[Supplied material]

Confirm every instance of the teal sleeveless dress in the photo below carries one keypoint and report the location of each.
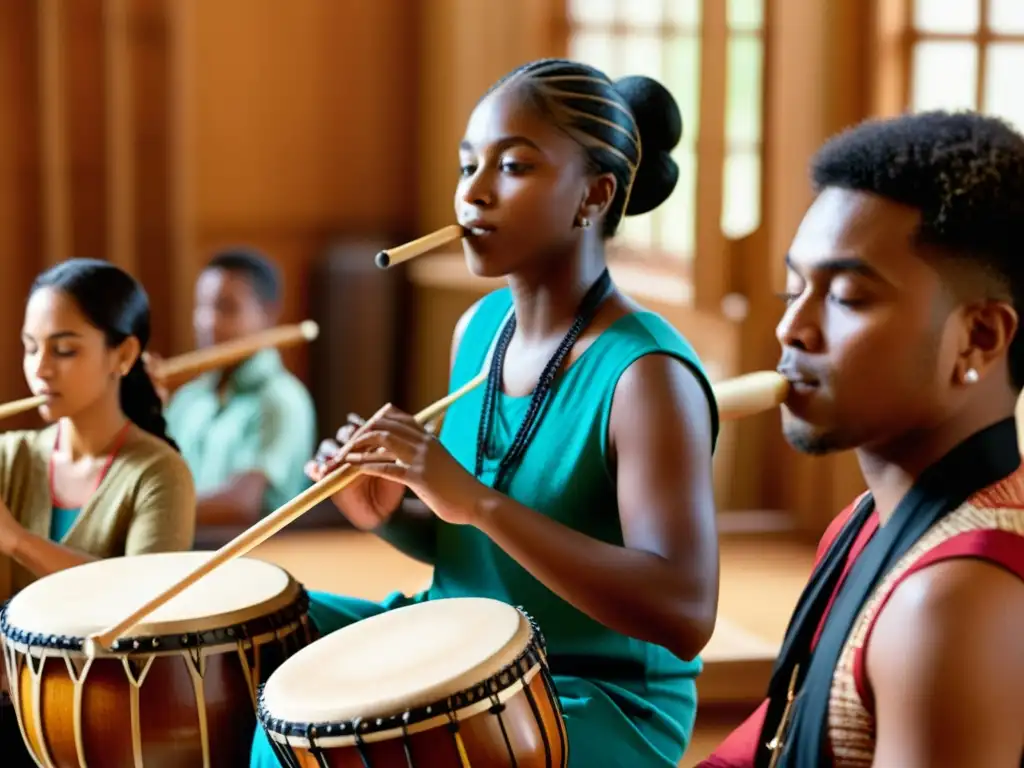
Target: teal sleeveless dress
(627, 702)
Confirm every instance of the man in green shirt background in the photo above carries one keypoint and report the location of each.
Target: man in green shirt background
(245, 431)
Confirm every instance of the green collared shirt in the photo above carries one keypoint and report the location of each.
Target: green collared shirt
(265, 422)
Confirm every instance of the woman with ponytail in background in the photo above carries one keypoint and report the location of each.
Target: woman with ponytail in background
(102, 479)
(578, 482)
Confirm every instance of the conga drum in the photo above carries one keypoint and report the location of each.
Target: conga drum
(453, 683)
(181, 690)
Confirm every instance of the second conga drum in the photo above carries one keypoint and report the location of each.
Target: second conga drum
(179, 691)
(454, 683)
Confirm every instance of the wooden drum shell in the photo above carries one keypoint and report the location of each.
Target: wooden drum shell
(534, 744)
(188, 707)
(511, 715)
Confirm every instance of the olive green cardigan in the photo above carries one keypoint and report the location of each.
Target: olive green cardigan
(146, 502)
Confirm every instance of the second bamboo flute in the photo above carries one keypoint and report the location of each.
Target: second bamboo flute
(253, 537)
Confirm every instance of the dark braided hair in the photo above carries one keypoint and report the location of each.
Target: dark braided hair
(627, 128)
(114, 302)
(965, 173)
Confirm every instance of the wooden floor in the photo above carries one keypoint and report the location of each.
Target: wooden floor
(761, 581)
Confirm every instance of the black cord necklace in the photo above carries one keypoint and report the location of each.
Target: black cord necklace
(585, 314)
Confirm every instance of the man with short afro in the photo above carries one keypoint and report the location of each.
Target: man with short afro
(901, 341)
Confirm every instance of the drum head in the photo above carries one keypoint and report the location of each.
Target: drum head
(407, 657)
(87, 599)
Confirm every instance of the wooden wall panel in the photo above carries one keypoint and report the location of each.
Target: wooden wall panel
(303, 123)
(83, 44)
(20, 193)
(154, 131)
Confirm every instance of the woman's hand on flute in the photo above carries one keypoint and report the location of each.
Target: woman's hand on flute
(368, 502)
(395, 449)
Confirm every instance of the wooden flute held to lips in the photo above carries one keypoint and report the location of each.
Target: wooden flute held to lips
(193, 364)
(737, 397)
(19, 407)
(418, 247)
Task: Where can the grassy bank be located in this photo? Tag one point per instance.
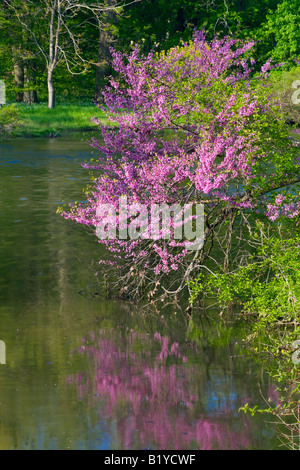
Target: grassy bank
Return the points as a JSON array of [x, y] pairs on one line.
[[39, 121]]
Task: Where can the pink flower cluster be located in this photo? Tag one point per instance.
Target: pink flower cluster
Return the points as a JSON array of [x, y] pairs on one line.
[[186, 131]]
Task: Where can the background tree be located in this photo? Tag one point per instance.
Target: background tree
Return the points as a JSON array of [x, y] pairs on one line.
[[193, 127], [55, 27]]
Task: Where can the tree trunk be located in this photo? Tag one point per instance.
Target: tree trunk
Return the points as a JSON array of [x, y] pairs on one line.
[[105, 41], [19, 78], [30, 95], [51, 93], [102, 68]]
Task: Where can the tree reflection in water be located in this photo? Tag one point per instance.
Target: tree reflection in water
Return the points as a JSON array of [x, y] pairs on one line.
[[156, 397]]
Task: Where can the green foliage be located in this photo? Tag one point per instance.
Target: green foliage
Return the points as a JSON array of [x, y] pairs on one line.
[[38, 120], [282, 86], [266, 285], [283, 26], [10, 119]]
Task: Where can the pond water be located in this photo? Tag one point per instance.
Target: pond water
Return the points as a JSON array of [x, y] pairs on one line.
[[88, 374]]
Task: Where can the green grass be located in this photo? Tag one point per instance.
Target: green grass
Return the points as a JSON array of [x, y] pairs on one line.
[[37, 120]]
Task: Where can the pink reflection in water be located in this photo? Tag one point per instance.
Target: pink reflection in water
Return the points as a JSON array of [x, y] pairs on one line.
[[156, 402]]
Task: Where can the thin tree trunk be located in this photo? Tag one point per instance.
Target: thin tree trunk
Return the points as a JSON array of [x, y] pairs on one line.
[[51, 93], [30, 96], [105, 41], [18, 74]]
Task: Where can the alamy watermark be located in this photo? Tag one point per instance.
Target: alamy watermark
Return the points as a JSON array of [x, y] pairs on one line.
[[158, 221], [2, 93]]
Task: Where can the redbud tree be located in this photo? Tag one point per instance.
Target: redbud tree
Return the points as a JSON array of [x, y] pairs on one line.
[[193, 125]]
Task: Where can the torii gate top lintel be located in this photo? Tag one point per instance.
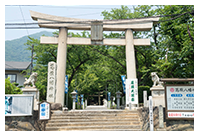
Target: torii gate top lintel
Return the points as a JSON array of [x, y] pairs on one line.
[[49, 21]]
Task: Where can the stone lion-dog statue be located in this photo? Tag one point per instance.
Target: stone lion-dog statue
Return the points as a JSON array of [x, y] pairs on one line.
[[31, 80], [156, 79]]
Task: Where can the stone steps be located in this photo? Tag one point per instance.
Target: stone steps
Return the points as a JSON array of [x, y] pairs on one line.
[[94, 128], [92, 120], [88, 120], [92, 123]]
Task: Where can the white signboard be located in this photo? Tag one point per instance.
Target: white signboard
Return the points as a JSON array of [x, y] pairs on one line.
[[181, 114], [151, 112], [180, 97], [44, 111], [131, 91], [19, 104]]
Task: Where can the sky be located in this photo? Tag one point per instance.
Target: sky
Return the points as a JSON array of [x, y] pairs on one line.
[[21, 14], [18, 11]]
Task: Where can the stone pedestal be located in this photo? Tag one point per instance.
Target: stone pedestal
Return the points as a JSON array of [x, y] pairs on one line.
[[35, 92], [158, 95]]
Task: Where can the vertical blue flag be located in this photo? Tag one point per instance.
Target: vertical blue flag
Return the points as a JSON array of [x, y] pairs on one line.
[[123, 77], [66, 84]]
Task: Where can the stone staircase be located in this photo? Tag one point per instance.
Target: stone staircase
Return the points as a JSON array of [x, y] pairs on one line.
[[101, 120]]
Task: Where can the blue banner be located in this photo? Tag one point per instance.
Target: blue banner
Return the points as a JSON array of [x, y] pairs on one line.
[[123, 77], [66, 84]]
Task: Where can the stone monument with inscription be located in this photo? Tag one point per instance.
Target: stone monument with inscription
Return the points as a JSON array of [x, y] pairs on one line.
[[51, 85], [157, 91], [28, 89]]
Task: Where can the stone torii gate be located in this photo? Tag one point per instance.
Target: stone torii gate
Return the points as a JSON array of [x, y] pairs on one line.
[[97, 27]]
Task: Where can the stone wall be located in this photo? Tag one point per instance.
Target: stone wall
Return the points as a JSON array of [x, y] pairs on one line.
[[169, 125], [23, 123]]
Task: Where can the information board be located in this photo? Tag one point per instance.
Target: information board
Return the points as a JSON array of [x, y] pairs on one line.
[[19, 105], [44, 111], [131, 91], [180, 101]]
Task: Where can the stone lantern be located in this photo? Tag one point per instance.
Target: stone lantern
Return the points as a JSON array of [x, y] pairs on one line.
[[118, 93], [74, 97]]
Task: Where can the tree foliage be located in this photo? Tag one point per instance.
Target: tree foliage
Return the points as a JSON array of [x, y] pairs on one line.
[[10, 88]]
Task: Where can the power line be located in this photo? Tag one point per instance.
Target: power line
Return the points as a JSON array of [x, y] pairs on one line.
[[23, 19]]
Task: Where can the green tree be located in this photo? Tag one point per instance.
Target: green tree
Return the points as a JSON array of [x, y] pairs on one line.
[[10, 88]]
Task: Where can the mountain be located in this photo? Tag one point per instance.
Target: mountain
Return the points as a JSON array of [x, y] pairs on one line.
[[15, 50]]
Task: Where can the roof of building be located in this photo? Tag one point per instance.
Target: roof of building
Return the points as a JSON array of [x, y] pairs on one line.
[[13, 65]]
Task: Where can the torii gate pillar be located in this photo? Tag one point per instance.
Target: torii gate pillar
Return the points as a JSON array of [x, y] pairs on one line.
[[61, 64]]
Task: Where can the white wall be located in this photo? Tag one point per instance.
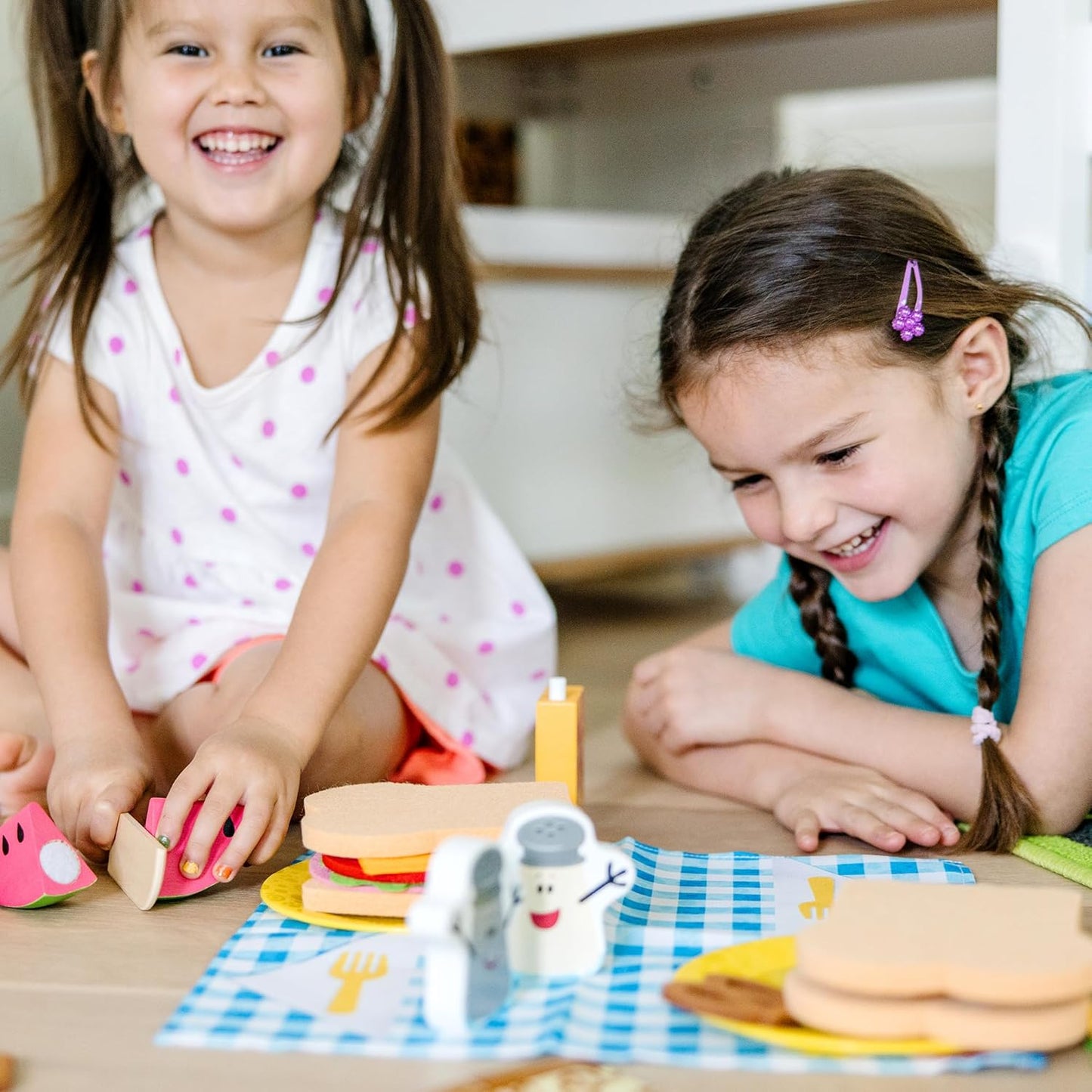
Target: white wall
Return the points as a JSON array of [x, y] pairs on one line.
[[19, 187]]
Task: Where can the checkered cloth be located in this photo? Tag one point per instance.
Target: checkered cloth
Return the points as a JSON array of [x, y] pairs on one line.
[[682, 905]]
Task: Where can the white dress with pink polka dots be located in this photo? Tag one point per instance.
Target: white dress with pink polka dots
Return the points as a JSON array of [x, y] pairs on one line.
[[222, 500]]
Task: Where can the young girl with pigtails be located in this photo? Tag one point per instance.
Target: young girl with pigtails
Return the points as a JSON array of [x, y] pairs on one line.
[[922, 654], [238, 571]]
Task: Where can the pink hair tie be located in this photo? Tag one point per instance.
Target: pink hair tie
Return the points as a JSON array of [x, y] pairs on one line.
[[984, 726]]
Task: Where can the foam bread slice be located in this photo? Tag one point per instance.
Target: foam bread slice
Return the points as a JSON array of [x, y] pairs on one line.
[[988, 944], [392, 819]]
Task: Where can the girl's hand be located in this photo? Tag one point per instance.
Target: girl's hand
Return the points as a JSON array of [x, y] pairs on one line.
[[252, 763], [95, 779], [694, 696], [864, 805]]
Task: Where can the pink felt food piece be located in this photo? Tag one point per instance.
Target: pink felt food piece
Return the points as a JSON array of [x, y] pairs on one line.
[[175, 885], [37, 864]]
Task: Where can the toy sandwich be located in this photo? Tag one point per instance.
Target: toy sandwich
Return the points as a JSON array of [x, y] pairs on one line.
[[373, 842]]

[/Supplied material]

Action item:
Your task is to collect every line above that contains the word "cloth".

Answer box:
Task: Where can the checkered cloth be located in this photo? Tag one point per instance.
Target: checkered cloth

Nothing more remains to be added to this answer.